++++ Текст страницы ++++

Отличия поздней лирики от ранней не остались незамеченными, и, конечно же, нашлись доброхоты, усмотревшие в происшедшей перемене акт возвышения - преодоление смыслового дефицита ("узости", "ограниченности", как часто писали) первых книг. Мне видится другое. Поздняя лирика и следует за ранней, и сополагается с ней в общетворческом контексте; это - размещенные ступенчато, но относительно автономные образования, каждое из которых обладает собственным художественным весом. И творческий поворот здесь - не устранение изъяна (как это было задумано у Пастернака), а видоизменение творческой задачи; поэт пишет по-другому, потому что испытывает в том потребность, а не потому, что хочет поправить себя. Развитие интимно-личной темы служит тому достаточным подтверждением.

Через все стихи последнего тридцатилетия частым пунктиром проходит мысль о возвращении во времени далеко назад; "теперь" настойчиво отсылает к "прежде". Но продолжение давнего разговора-диалога ("ее" с "ним") не есть простое его продление, разговор разворачивается по-особому, совмещая в себе воскрешение былого - отстранение от него - переоценку бывшего и небывшего.

Прежде "любовная память" переплеталась со сценами свиданий, любовь то вторгалась в текущее, то удалялась во владения воспоминаний. Теперь осталась только память, чувство теперь не переживается, а умозрительно восстанавливается - с тем напряжением, с той остротой, с какой ранее переживалось. Поэт верен себе: он вновь продвигает главную мысль сквозь череду варьирующихся повторений, поглощающих частные различия.

Неизменно и непоправимо "я" и "ты" разъединены, и поскольку общаются они только по каналу памяти, постольку усиливается интимизация общения. Героиня оживляет в воображении, во внутреннем зрении такие детали прошлого, такие моменты встреч-невстреч, которые ведомы только их участникам, а для остальных, т. е. для читателей, остаются загадкой. Интимизация захватывает глубинные слои лирического откровения, что, естественно, ограничивает доступ к поздним текстам.

Образ у поздней Ахматовой, как и у ранней, обладает понятно-непонятной семантикой, но непонятное ныне вносится в содержание "любовной памяти", а не в ее связь с окружающей средой. Художественное мышление, в известной мере, модифицируется.

При чтении поневоле просятся на язык многочисленные вопросы. Начало стихотворения 1936 г.:

 

Не прислал он лебедя за мною,

Или лодку или черный плот? -

Он в шестнадцатом году весною

Обещал, что скоро сам придет.

++++ Предоставленные записи ++++

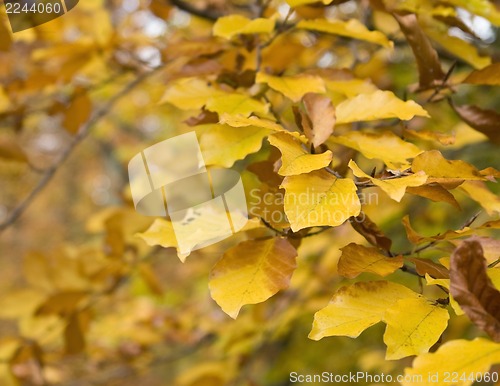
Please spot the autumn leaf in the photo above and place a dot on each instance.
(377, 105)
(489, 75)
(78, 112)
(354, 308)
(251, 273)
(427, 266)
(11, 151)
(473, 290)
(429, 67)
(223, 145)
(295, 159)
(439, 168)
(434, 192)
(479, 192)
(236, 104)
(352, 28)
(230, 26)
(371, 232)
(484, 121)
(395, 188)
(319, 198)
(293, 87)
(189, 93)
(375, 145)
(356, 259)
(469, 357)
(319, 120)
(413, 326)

++++
++++ Предоставленные записи ++++

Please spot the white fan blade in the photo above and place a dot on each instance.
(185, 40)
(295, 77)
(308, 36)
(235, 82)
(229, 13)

++++

*Задания для выполнения*:
• 1. Изложите в двух предложениях основное содержание текста о поздней лирике Ахматовой.
• 2. Подхватите текст о поздней лирике Ахматовой после строки «Обещал, что скоро сам придет» и продолжите его.
Этот список для работы не понадобится.

*Ответы по заданиям*:
• 1. По мнению автора, поздняя лирика не исправляет изъяны ранней, а представляет собой относительно автономное образование с собственным художественным весом и возникает из видоизменения творческой задачи. В поздних стихах чувство уже не переживается, а восстанавливается памятью, общение «я» и «ты» идёт только по каналу памяти, и усилившаяся интимизация ограничивает доступ к этим текстам.

• 2.
Первые две строки иносказательны, ни "лодка", ни "плот" не есть реальные средства передвижения, но последнее двустишие - прямая, ничем не осложненная информация, и хотелось бы знать, почему "обещал" именно в "шестнадцатом году", что это за дата? Ведь к этой дате стянут поэтический рассказ. В стихах "Так отлетают темные души" (1940) "она" мысленно беседует с "ним". Но с ним ли? Ее слова: "Помнишь, мы были с тобою в Польше? / Первое утро в Варшаве... Кто ты? / Ты уж другой или третий? - "Сотый!" Что означает этот ответ? Первое стихотворение из цикла "Cinque" завершается такими строками: "И ту дверь, что ты приоткрыл, / Мне захлопнуть не стало сил". Финал содержит некий существенный - для понимания целого - намек, но он остается непроясненным. Опорой одиннадцатого фрагмента из "сожженной тетради" (цикл "Шиповник цветет") служит метафора костра, огня: "Я тогда отделалась костром", "Ты забыл те, в ужасе и муке, / Сквозь огонь протянутые руки, / И надежды окаянной весть". Опять ссылка на какой-то важный рубеж биографии "я", и опять - пелена скрытности. Следующий цикл - "Полночные стихи", под номером 2 - "Первое предупреждение". Стихотворение начинается серией обобщений ("Все превращается в прах", "Над сколькими безднами пела / И в скольких жила зеркалах"), и затем, с введением "его" памяти ("придется тебе вспоминать") резко сужается, чтобы завершиться единичной, видимо, символической подробностью ("Тот ржавый колючий веночек / В тревожной своей тишине"). О значении символа можно лишь строить догадки.

В ранних стихах смысл того, что было и чего не было, - во взаимоотношениях "я" и "ты" - сравнительно ясен; редкие неясности (скажем, вызванные сдвинутостью сюжета к легенде, к притче) осложняют, однако не расшатывают общего впечатления. В поздней лирике событийная канва затуманена, удельный вес потаенного высказывания возрастает. Только по-прежнему Ахматова, в отличие от Пастернака, от Мандельштама, не склонна пользоваться "темной речью"; у нее неясность - продукт сокращения рассказа, отслоения части от целого, усеченности описания, но не его невнятности.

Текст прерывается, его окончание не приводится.